### Brief:
All of the data that appears below is to be given again precisely as written.

### Source data:

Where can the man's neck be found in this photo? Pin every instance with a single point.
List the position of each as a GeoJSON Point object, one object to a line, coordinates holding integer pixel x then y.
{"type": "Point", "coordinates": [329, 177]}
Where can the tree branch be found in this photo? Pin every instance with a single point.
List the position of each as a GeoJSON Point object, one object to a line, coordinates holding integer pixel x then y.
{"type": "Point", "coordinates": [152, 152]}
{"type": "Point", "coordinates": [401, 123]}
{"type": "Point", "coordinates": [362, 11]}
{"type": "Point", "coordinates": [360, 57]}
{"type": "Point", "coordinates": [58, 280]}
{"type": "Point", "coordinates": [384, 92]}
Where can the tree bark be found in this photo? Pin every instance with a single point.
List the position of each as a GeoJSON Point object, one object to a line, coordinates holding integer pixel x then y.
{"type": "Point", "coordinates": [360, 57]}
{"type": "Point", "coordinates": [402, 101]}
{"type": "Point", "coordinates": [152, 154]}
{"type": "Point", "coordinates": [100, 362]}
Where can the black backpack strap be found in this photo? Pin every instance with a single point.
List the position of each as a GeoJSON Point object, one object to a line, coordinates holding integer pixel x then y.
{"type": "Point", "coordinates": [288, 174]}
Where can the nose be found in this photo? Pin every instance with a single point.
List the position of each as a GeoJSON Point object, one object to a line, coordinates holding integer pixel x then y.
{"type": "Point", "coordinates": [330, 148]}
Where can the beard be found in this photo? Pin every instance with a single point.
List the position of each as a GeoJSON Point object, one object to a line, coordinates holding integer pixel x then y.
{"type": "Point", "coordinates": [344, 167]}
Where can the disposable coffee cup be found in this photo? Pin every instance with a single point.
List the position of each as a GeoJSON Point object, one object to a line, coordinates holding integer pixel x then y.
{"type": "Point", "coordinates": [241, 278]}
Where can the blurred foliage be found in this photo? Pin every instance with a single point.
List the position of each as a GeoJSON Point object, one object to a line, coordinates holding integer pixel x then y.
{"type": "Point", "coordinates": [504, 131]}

### Task answer:
Where can the man's neck be found in this photo? Pin every instance with a single point.
List the position of each as a GeoJSON Point object, one object to a line, coordinates holding integer pixel x then y.
{"type": "Point", "coordinates": [329, 177]}
Where can the tree branch be found in this photo? Pin every instance with a single point.
List the position of each as a GeoJSON Point object, one object to a line, coordinates holding integer pixel x then y.
{"type": "Point", "coordinates": [152, 152]}
{"type": "Point", "coordinates": [401, 123]}
{"type": "Point", "coordinates": [362, 11]}
{"type": "Point", "coordinates": [360, 57]}
{"type": "Point", "coordinates": [58, 280]}
{"type": "Point", "coordinates": [384, 92]}
Where can the tree bark be found in this photo? Pin every instance with a single point.
List the position of each as a GeoJSON Point object, one object to a line, coordinates holding integer pixel x then y.
{"type": "Point", "coordinates": [360, 57]}
{"type": "Point", "coordinates": [402, 101]}
{"type": "Point", "coordinates": [152, 154]}
{"type": "Point", "coordinates": [100, 362]}
Where can the black backpack strap be found in this photo? Pin every instance with a single point.
List the position of each as a GeoJSON Point object, one object to a line, coordinates holding integer pixel x then y.
{"type": "Point", "coordinates": [288, 174]}
Where can the nose be found in this photo? Pin every instance with a single point.
List the position of each as a GeoJSON Point object, one object to a line, coordinates holding integer pixel x then y.
{"type": "Point", "coordinates": [330, 148]}
Where can the beard be found in this photo? Pin every instance with a single point.
List the position of each as a GeoJSON Point object, one object to a line, coordinates holding integer pixel x then y.
{"type": "Point", "coordinates": [344, 167]}
Where can the disposable coffee cup be found in this photo? Pin every instance with a single point.
List the position of each as a GeoJSON Point object, one object to a line, coordinates holding integer pixel x then y.
{"type": "Point", "coordinates": [241, 278]}
Where can the blurred foliage be found in this photo? Pin every instance with a single point.
List the position of each as a GeoJSON Point object, one object to a line, coordinates holding integer pixel x then y.
{"type": "Point", "coordinates": [504, 131]}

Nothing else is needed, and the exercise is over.